By Tenille Bentley
Last week, our pet rabbit, which we’ve had for six years, suddenly died. My daughter was really close to her pet and I expected her to cry uncontrollably and possibly get extremely depressed. But, on the contrary, she didn’t appear sad at all to me. She behaved as she normally did, occasionally glancing towards the rabbit cage but nothing that showed me that she was upset. As her mother, I was so relieved to see her reaction that I almost overlooked how she had started sucking her thumb once again and there were a couple of nights when she wet her bed shortly after our rabbit’s death.
That’s when I began to understand that children’s grief may not always look like the way we expect it to and that it may be very different to the way an adult would grieve. And, although we can’t protect our children from life’s tragedies such as loss of loved ones, we can help them learn how to cope and manage their grief.
As her mother, I was so relieved to see her reaction that I almost overlooked how she had started sucking her thumb once again and there were a couple of nights when she wet her bed shortly after our rabbit’s death.
Give your child time and space
Everyone has a different way of grieving and surely, the healing process happens over time. It is important to allow your child to express their emotions in a healthy way only when they are ready to do so. It is quite possible that they are not able to express their feelings through words just yet and may show tantrums, anger, outbursts or even excessive laughter. Assure them that it is perfectly fine to feel these feelings and even better to express them to someone they think will understand.

• _Extracted entries_
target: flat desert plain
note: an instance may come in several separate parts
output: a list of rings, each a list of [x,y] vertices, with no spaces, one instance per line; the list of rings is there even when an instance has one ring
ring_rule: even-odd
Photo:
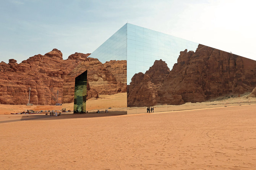
[[[0,115],[0,169],[256,169],[256,105]]]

• _Required task_
Continue the piece on helping a child cope with grief, starting right after its final paragraph. The listing plays no part in what is asked here.

• _Written answer_
Encourage them to express their feelings
Since many children are not yet equipped with language related to emotions, encourage them to read books related to death with you to get a better understanding, draw pictures, make a scrapbook of old photos or even tell stories. This will be a great way to let out their emotions in a healthy manner.
Stick to routines
When grief strikes, it becomes very challenging to keep things normal for yourself and your children. One of the ways you can do this is by sticking to your regular routine as much as possible. That might mean having meals at the same time you used to or going to sleep at the same bed time. Although it’s important to grieve the loss of a loved one, it is equally important to understand that life has to go on.
It might seem like a good idea to tell your child that “Great Grandma is a star in the sky now’ or “Great Grandpa is sleeping”, but it will only confuse your children more. So, it’s best to be honest with them by using simple explanations and that when someone dies, they can no longer breathe, eat or move and that death doesn’t go away and is something permanent.
Manage your own feelings
Of course, you want your child’s grief to end quickly but, that’s only possible when you’re able to deal with your own grief in healthy ways. Feel free to acknowledge the pain you feel, cry if you need to in front of them and express your emotions to them so they will learn that grieving is a natural process and that it is possible to manage the grief too.
Tenille Bentley is the founder of The Emotional Literacy and Mindfulness Academy For Kids and the author of the children’s emotional literacy series. The Emotional Literacy Academy provides at-home programs to help nurture and develop children’s emotional literacy, building confident and calm children with empathy, compassion and the tools to feel safe with their emotions. You can connect with them on Facebook and Instagram.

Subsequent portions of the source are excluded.